APPLY WHAT YOU READ:
A: In the passage on lung aging below, rewrite the paragraph that begins "There are many age-associated changes" as a short bulleted list that keeps its main facts.
B: Write the next part of the passage on lung aging, picking up after its final sentence.

SELECTED TEXT:
↓↓↓

This open access review paper on the characteristic changes of aging that occur in lung tissue and function illustrates the importance of immune system decline as a component of the frailty of aging. It impacts all of the major organs. Reversing the structural issues that cause much of the decline in immune response would be an early quick win in the development of human rejuvenation, and the necessary therapies - such as targeted destruction of unwanted immune cells, and replacement with cells grown from the patient's stem cells - could be implemented independently of all of the other necessary line items in a rejuvenation toolkit, and implemented within the next couple of years with no great advances in the state of the art:
There are many age-associated changes in the respiratory and pulmonary immune system. These changes include decreases in the volume of the thoracic cavity, reduced lung volumes, and alterations in the muscles that aid respiration. Muscle function on a cellular level in the aging population is less efficient. The elderly population has less pulmonary reserve, and cough strength is decreased in the elderly population due to anatomic changes and muscle atrophy. Clearance of particles from the lung through the mucociliary elevator is decreased and associated with ciliary dysfunction.

↑↑↑

DATA FOR ANALYSIS:
↓↓↓

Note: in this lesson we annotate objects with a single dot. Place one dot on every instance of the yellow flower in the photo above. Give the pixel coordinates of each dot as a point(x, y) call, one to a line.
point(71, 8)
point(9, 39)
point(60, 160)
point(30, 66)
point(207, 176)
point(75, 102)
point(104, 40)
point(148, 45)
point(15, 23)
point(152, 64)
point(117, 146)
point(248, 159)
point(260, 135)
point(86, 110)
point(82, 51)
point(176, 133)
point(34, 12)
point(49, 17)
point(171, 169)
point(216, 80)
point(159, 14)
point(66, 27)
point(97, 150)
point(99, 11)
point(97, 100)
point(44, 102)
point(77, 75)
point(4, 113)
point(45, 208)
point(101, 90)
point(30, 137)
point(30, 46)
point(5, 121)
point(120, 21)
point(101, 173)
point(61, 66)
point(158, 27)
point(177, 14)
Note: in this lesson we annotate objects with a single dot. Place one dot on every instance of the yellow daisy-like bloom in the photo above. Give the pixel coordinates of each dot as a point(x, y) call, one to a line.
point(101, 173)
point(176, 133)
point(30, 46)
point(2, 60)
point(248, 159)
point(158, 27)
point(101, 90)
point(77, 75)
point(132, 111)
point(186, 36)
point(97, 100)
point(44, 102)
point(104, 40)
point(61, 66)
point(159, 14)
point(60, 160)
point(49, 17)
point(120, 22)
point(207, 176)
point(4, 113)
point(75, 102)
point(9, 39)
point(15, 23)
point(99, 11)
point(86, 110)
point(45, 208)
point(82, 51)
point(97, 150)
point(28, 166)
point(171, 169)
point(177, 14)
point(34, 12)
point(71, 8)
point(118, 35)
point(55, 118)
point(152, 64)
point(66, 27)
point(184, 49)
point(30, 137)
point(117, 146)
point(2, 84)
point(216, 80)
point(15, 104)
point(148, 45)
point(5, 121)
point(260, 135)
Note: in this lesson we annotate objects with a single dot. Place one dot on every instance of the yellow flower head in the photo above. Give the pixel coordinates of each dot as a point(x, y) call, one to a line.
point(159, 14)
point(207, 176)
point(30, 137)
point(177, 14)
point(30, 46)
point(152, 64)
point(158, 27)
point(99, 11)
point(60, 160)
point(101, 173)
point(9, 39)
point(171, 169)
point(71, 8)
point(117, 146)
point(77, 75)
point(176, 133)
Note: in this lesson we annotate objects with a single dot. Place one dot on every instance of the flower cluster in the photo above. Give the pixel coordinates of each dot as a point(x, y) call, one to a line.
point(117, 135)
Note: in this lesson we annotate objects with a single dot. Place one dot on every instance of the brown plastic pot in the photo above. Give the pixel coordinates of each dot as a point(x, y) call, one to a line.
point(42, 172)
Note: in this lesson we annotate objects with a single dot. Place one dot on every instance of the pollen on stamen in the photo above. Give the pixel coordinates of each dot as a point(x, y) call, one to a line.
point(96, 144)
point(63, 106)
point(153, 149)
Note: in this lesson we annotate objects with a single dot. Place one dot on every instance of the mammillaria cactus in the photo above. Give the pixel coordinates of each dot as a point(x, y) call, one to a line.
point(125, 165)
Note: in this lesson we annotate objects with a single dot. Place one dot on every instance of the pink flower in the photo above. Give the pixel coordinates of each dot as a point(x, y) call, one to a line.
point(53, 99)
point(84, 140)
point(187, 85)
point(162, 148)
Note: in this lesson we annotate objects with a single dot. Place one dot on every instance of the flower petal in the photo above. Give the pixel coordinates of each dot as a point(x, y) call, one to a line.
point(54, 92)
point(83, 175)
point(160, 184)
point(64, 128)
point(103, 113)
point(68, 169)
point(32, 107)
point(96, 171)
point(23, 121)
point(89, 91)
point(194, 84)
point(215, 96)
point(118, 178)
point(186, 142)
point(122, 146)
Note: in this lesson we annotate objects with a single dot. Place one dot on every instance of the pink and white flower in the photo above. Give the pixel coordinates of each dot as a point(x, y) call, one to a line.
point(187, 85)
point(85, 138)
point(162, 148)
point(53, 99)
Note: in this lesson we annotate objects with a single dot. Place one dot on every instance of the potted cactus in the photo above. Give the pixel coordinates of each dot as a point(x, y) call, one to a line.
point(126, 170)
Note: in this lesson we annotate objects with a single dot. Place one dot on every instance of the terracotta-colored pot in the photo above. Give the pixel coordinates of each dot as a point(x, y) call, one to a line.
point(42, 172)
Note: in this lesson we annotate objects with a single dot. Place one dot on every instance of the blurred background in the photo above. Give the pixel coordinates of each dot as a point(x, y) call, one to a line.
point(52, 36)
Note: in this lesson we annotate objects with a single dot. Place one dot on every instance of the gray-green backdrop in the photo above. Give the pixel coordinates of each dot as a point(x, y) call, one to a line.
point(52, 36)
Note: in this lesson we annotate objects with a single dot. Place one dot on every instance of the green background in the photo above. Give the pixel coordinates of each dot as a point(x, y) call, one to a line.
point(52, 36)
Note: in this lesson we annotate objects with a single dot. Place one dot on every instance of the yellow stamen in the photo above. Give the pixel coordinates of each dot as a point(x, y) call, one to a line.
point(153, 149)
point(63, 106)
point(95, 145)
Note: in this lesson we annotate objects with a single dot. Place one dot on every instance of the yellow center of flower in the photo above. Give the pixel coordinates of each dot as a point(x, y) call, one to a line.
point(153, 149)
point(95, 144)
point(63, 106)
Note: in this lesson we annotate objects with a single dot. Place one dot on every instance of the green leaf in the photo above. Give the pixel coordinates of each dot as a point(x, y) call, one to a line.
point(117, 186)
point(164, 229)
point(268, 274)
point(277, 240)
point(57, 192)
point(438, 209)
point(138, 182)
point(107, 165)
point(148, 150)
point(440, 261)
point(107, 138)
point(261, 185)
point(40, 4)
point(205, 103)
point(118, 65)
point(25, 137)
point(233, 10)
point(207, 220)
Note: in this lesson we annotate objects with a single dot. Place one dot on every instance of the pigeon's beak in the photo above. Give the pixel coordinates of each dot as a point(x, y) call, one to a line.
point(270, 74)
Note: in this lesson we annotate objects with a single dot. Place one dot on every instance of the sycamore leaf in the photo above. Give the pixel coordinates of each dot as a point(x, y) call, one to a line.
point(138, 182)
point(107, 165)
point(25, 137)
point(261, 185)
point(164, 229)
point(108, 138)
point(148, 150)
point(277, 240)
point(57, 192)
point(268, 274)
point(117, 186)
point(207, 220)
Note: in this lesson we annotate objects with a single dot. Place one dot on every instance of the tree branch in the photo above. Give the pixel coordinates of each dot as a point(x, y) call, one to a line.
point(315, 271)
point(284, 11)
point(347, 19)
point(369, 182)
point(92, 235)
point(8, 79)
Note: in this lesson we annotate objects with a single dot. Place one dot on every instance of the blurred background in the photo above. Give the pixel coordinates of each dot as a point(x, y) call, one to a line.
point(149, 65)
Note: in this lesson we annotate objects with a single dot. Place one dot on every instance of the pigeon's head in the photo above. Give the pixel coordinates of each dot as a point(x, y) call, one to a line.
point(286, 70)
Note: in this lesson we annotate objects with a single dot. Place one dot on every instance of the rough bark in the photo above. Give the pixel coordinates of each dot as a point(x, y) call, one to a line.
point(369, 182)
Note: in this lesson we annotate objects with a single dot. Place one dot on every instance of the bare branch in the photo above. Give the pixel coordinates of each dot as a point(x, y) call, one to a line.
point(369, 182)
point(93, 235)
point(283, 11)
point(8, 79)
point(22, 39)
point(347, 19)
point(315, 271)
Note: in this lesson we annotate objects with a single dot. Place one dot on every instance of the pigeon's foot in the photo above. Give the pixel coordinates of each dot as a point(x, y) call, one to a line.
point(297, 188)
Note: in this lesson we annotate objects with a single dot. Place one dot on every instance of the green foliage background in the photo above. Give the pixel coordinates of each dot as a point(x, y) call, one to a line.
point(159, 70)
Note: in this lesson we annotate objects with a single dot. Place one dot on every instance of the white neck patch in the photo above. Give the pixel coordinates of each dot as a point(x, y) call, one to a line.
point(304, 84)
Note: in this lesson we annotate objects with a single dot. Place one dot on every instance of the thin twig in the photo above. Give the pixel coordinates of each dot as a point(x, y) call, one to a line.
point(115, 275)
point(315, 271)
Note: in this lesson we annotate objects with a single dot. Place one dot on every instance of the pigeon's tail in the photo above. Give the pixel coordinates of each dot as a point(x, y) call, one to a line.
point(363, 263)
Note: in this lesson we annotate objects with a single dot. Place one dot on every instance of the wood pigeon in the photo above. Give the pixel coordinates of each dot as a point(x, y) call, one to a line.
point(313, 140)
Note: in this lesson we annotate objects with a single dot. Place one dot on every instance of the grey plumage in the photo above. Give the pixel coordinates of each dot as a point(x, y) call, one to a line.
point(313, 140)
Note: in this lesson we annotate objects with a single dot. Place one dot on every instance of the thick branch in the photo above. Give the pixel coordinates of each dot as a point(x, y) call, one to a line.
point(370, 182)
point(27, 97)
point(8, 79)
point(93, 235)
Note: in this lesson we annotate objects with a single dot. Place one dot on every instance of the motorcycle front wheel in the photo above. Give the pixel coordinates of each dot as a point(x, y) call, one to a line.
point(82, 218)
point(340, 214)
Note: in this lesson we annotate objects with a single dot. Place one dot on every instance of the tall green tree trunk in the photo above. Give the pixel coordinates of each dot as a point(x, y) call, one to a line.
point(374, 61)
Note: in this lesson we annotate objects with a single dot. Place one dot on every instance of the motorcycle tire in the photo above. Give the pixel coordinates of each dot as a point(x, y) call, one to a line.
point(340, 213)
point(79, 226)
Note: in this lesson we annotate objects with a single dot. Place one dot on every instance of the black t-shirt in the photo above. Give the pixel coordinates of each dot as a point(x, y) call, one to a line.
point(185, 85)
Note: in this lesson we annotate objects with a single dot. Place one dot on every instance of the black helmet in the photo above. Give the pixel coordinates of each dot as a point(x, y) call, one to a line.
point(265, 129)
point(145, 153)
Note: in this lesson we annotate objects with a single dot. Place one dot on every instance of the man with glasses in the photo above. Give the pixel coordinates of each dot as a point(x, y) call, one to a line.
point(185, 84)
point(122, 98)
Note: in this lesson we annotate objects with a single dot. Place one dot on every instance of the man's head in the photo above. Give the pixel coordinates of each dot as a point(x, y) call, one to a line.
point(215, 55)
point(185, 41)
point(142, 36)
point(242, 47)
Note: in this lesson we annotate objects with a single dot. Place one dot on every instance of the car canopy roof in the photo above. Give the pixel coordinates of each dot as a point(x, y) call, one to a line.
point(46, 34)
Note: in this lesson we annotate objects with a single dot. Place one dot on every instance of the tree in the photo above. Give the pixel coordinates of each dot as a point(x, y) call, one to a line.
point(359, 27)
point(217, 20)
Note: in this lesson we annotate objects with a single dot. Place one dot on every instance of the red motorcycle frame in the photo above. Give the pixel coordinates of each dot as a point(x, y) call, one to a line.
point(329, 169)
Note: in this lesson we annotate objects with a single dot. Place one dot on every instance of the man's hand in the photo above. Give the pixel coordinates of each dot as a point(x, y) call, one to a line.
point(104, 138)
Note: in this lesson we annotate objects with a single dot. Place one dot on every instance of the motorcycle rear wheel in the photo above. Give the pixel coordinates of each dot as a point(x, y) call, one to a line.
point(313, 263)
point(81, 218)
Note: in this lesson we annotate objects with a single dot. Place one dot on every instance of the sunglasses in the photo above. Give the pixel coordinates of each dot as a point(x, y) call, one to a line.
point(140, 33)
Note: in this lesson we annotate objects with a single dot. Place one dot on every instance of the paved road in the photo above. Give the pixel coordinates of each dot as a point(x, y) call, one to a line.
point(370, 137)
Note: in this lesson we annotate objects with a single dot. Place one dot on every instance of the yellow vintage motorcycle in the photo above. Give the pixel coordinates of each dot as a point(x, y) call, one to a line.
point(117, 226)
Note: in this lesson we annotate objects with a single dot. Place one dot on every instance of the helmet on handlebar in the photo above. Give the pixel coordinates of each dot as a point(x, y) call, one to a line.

↑↑↑

RESPONSES FOR EACH TASK:
A:
- The thoracic cavity shrinks in volume.
- Lung volumes are reduced.
- The muscles that aid breathing change and work less efficiently at the cellular level.
- Pulmonary reserve is lower.
- Cough strength drops because of anatomic changes and muscle atrophy.
- The mucociliary elevator clears fewer particles from the lung, which is associated with ciliary dysfunction.

B:
Many complex changes in immunity with aging contribute to increased susceptibility to infections including a less robust immune response from both the innate and adaptive immune systems. Considering all of these age-related changes to the lungs, pulmonary disease has significant consequences for the aging population. Chronic lower respiratory tract disease is the third leading cause of death in people aged 65 years and older.
With a large and growing aging population, it is critical to understand how the body changes with age and how this impacts the entire respiratory system. Understanding the aging process in the lung is necessary in order to provide optimal care to our aging population. This review focuses on the nonpathologic aging process in the lung, including structural changes, changes in muscle function, and pulmonary immunologic function, with special consideration of obstructive lung disease in the elderly.